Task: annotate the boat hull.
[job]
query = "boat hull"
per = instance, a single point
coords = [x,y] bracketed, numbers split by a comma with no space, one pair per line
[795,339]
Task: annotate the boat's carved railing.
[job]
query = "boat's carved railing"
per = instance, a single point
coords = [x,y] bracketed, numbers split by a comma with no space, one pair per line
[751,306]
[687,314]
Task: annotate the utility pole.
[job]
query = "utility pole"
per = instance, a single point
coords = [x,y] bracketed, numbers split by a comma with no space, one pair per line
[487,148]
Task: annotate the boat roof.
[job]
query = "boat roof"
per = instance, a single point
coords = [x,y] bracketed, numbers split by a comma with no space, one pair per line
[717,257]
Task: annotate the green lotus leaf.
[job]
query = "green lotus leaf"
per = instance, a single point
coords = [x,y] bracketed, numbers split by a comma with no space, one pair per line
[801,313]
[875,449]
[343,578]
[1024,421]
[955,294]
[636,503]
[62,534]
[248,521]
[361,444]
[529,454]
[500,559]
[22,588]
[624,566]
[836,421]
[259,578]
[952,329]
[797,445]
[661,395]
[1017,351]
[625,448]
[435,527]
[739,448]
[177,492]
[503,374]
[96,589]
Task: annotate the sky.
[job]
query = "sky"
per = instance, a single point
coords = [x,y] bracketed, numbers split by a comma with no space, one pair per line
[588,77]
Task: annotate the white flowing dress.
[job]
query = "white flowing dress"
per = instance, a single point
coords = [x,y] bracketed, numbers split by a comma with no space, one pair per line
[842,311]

*AIM OF THE TASK:*
Return the lines above exactly, keeping every word.

*REPLY:*
Task: annotate the boat hull.
[job]
query = "boat hull"
per = instance, a single point
coords = [x,y] bracketed, numbers split by a comma with no space, one pair per line
[795,339]
Task: annotate the boat's carved railing.
[job]
query = "boat's carved railing"
per = instance, a single point
coords = [x,y] bracketed, numbers split by a comma with no space, one pair per line
[751,306]
[687,314]
Task: annotate the utility pole.
[job]
query = "utility pole"
per = instance, a single point
coords = [x,y] bracketed, numbers split by a comma with no space, one pair per line
[487,148]
Task: annotate the boat roof.
[job]
query = "boat roof"
per = instance, a single point
coords = [x,y] bracketed, numbers split by a comma with no space, one pair per line
[717,257]
Task: annotate the green lotus leaf.
[job]
query = "green lotus leaf"
per = instance, a single point
coords = [x,y] bracketed, numbers split by a comma with no space, one pair per line
[801,313]
[875,449]
[343,578]
[1024,421]
[955,294]
[636,503]
[62,534]
[248,521]
[361,444]
[529,454]
[500,559]
[22,588]
[624,566]
[836,421]
[259,578]
[952,329]
[797,445]
[661,395]
[1017,351]
[625,448]
[435,527]
[739,448]
[177,492]
[503,374]
[96,589]
Task: annotate the sky.
[job]
query = "sky"
per = instance, a single point
coords = [x,y] bracketed, numbers split by a comma with no space, one pair per line
[588,77]
Task: annotate the white flowing dress.
[job]
query = "white flowing dress"
per = instance, a single point
coords = [x,y] bracketed, numbers split by a comma with no space, one pair per line
[842,311]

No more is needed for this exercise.